OBJECTIVE:
Count the lines in the records below that contain the string "shirt", treating uppercase and lowercase letters as different. Reply with that number alone.

ROWS:
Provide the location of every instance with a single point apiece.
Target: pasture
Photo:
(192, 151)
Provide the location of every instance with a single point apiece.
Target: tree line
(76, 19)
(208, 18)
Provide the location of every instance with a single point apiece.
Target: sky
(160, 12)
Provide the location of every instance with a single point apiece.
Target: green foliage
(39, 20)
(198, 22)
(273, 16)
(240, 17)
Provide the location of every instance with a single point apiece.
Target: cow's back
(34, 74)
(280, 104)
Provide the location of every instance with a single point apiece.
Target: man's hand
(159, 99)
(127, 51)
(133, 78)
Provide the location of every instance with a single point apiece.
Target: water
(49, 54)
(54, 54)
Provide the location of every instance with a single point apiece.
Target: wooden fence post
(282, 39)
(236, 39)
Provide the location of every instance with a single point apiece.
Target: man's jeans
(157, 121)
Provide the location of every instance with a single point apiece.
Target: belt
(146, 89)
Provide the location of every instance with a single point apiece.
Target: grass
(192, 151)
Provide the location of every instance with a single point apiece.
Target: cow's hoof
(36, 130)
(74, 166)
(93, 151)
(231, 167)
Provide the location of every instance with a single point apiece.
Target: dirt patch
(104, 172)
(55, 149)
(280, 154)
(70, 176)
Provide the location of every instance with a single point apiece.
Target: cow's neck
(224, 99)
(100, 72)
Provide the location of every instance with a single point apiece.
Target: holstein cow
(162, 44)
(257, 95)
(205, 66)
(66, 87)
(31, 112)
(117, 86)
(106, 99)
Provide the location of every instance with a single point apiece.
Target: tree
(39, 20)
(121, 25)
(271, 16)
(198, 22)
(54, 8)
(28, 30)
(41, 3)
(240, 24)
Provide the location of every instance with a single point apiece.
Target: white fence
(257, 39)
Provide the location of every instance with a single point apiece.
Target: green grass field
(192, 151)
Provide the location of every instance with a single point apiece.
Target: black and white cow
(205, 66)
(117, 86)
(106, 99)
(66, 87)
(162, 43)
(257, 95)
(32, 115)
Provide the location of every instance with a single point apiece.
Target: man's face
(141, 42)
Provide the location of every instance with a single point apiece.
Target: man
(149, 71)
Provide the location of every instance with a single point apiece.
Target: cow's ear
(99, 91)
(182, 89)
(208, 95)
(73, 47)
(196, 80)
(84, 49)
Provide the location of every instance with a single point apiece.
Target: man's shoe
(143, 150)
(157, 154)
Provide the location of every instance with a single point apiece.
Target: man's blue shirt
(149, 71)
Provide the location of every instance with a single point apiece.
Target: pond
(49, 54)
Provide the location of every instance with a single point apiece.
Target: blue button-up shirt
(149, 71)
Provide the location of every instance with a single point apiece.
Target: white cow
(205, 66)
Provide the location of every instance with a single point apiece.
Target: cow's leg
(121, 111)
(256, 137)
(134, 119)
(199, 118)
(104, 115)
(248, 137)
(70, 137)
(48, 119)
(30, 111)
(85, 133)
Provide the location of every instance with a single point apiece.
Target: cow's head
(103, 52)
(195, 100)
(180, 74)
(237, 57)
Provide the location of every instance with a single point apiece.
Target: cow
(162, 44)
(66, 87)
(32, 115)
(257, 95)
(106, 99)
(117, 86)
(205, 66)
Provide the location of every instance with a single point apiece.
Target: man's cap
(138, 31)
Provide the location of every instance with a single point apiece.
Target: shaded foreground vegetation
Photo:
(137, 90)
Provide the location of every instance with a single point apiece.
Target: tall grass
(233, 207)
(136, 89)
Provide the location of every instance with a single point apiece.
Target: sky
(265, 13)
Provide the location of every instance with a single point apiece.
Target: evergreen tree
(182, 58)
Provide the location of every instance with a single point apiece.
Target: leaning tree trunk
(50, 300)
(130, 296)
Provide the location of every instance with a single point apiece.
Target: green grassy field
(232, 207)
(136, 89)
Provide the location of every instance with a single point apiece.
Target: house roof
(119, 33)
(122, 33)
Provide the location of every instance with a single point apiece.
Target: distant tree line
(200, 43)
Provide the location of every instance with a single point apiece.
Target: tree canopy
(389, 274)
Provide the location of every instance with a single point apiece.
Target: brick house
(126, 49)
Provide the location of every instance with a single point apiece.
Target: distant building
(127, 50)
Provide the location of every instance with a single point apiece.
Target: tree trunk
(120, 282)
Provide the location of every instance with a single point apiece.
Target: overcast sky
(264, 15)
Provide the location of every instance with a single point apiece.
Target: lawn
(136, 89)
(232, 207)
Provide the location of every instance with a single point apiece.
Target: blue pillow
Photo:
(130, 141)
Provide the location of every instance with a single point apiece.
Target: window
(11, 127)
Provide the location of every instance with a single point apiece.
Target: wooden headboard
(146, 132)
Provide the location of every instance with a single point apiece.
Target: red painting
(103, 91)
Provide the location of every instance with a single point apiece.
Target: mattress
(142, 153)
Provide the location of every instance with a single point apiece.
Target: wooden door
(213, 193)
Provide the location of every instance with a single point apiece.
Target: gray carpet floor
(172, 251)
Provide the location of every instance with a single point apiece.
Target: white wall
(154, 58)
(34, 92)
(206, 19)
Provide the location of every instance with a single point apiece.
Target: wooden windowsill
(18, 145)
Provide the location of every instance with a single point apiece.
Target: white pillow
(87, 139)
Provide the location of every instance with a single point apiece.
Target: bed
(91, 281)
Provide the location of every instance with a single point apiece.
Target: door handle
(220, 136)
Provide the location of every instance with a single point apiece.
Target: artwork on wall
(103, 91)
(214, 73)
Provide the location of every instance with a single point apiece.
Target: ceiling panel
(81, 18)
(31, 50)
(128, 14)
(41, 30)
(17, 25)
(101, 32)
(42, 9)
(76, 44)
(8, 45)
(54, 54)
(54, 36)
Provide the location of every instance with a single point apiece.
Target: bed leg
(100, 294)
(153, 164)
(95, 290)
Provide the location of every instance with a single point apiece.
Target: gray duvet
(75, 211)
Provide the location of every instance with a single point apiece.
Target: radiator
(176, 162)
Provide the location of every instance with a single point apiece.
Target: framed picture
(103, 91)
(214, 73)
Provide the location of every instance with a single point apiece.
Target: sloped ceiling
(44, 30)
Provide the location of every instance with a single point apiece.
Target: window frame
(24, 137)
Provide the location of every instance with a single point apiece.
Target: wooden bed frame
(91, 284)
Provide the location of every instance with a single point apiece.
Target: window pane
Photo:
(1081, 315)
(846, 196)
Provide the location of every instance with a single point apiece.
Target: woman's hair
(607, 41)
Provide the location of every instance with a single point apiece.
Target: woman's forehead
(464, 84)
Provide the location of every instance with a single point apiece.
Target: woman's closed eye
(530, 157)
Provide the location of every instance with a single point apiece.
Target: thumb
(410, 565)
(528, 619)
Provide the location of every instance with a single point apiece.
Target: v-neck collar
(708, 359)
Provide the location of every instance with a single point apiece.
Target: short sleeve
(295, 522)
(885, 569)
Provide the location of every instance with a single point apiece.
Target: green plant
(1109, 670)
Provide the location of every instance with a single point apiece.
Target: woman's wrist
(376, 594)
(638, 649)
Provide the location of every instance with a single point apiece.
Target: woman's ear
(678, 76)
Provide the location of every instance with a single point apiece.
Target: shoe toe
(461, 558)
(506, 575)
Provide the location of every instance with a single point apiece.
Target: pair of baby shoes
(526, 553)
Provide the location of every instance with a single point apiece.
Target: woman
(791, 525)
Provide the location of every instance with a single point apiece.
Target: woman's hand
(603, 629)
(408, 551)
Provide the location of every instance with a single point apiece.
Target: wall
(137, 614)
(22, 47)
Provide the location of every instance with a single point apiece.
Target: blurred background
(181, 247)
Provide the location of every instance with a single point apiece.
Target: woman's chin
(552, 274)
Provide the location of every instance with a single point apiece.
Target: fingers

WRITTEN RESPONSE:
2